Stored items from a collection:
..........

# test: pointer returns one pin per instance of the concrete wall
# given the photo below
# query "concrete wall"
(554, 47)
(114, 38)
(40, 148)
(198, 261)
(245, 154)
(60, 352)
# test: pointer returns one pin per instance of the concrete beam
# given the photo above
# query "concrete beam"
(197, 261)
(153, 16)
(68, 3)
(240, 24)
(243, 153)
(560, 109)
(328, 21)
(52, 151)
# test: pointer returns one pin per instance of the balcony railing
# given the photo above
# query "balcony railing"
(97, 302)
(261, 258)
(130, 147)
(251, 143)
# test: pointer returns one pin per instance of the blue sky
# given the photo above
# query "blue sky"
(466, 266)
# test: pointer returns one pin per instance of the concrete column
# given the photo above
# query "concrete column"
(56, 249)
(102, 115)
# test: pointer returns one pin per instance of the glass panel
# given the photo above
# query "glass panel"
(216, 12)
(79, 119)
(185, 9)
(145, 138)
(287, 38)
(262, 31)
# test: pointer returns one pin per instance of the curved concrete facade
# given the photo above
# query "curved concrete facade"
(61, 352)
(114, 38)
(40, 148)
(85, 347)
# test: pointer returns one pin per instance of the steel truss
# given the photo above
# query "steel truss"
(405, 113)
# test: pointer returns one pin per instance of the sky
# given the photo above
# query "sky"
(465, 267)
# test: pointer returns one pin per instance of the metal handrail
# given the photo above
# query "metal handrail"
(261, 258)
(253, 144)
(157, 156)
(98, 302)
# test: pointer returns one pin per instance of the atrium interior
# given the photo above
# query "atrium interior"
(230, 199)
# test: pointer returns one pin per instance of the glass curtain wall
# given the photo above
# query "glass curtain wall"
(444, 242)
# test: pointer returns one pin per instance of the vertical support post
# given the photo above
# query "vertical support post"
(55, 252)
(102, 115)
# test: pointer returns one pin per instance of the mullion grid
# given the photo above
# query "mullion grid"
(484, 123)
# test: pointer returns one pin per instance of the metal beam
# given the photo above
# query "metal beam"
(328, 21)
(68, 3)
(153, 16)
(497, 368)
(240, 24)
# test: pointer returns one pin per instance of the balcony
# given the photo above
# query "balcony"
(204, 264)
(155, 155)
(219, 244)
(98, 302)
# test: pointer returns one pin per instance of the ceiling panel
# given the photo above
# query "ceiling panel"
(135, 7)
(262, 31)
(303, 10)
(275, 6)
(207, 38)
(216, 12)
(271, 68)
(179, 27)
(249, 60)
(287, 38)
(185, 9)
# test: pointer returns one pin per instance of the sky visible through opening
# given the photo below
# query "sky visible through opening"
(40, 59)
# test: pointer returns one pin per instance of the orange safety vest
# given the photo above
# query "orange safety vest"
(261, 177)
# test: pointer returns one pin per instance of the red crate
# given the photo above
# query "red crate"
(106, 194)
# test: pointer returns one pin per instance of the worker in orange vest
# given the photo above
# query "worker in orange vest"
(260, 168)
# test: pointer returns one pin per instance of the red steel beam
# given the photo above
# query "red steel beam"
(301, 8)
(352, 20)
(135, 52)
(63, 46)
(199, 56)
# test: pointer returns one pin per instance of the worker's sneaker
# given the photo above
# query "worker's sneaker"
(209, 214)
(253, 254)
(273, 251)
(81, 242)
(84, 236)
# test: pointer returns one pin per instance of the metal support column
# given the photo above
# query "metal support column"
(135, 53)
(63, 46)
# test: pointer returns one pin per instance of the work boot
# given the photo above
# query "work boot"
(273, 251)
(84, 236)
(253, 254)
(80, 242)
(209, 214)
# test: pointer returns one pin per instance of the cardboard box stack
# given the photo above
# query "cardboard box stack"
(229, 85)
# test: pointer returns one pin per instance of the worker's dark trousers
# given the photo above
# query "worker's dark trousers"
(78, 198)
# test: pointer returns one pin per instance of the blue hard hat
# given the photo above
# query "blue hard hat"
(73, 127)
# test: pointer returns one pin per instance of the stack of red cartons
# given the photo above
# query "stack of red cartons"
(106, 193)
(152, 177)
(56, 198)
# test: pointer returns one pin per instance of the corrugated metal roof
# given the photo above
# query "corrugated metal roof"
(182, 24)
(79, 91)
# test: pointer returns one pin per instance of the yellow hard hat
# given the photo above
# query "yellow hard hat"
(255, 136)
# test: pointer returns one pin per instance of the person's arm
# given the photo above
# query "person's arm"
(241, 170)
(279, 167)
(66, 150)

..........

EXERCISE GOAL:
The full set of records should be duplicated exactly.

TASK RESULT:
# test: pointer returns one pin per instance of the concrete wall
# given the photo below
# query "concrete wall"
(554, 47)
(114, 38)
(40, 148)
(198, 261)
(245, 154)
(60, 352)
# test: pointer returns one pin per instance of the concrete beam
# given the photo above
# query "concrete beam"
(197, 261)
(153, 16)
(68, 3)
(240, 24)
(243, 153)
(560, 109)
(328, 21)
(52, 151)
# test: pointer returns one pin per instance of the balcony railing
# given the photo above
# query "balcony railing"
(97, 302)
(261, 258)
(130, 147)
(251, 143)
# test: pointer returns one pin per instance of the blue sky
# given the photo above
# query "blue sky"
(466, 266)
# test: pointer returns one pin per instance of the concrete column
# given the photo above
# query "concrete column"
(56, 249)
(102, 115)
# test: pointer returns one pin per instance of the glass panel
# given the photo above
# query "glass panel"
(216, 12)
(79, 119)
(185, 9)
(145, 138)
(287, 38)
(262, 31)
# test: pointer returns one pin per instance of the curved concrete facade
# given the photo above
# query "curved concrete facade"
(61, 352)
(114, 38)
(40, 148)
(85, 347)
# test: pointer returns one pin per instance of the steel truss
# given the photo above
# query "steel truss"
(405, 113)
# test: pointer returns one pin per instance of the sky
# given the photo above
# query "sky"
(465, 267)
# test: pointer returns one pin per instance of the metal handrail
# given the photo above
# query "metal handrail"
(261, 258)
(253, 144)
(157, 156)
(98, 302)
# test: pointer returns one pin per instance of the atrium interior
# given the photo above
# query "atrium interior"
(230, 199)
# test: pointer returns one pin per instance of the glass curtain wall
# given the photo above
# query "glass curtain wall"
(444, 242)
# test: pointer returns one pin per instance of the vertical support post
# given the photo above
# query "vertical support post"
(55, 252)
(102, 115)
# test: pointer returns one pin per instance of the mullion grid
# given the photo above
# query "mullion grid"
(484, 123)
# test: pointer returns one pin per instance of the metal beam
# given the photo above
# query "metal beam"
(328, 21)
(68, 3)
(153, 16)
(497, 368)
(240, 24)
# test: pointer returns one pin per instance of the balcony
# given the photo above
# query "balcony"
(204, 264)
(155, 155)
(219, 244)
(98, 302)
# test: pointer returns one pin per instance of the ceiling panel
# given the photo above
# query "ceiling panel"
(135, 7)
(262, 31)
(303, 10)
(275, 6)
(207, 38)
(216, 12)
(271, 68)
(179, 27)
(249, 60)
(287, 38)
(185, 9)
# test: pointer returns one pin per instance of the sky visible through opening
# given the photo below
# query "sky visible through opening"
(40, 59)
# test: pointer returns one pin per instance of the orange safety vest
# given the photo above
# query "orange safety vest"
(261, 177)
# test: pointer returns one pin per instance of the red crate
# given the photo above
# query "red crate"
(106, 194)
# test: pointer returns one pin per instance of the worker in orange vest
# given the photo above
# query "worker in orange vest"
(260, 168)
# test: pointer returns one pin per instance of the red steel beam
# given the photo above
# query "red steel beam"
(301, 8)
(352, 20)
(135, 52)
(63, 46)
(199, 56)
# test: pointer returns one pin per instance of the worker's sneaker
# given the photo above
# query "worker's sneaker"
(209, 214)
(253, 254)
(273, 251)
(81, 242)
(84, 236)
# test: pointer returns one pin per instance of the metal support column
# given the photo above
# query "metal support column"
(135, 53)
(63, 46)
# test: pointer returns one pin per instance of the work boot
# given the photo above
# query "work boot"
(273, 251)
(84, 236)
(253, 254)
(80, 242)
(209, 214)
# test: pointer returns one pin per instance of the cardboard box stack
# given the photo above
# query "cardboard box stack"
(229, 85)
# test: pointer returns one pin per instance of the worker's dark trousers
# given the photo above
# query "worker's dark trousers"
(78, 198)
# test: pointer returns one pin per instance of the blue hard hat
# given the photo above
# query "blue hard hat"
(73, 127)
# test: pointer returns one pin per instance of the stack of red cartons
# given the photo above
# query "stack of red cartons"
(106, 193)
(152, 177)
(56, 198)
# test: pointer returns one pin per instance of the corrugated metal roof
# given the photo above
# query "corrugated metal roof"
(182, 24)
(79, 91)
# test: pointer returns one pin per instance of the yellow hard hat
# given the photo above
# query "yellow hard hat"
(255, 136)
# test: pointer returns one pin per instance of the person's arm
# given the photo above
# query "person's arm"
(241, 170)
(279, 167)
(66, 150)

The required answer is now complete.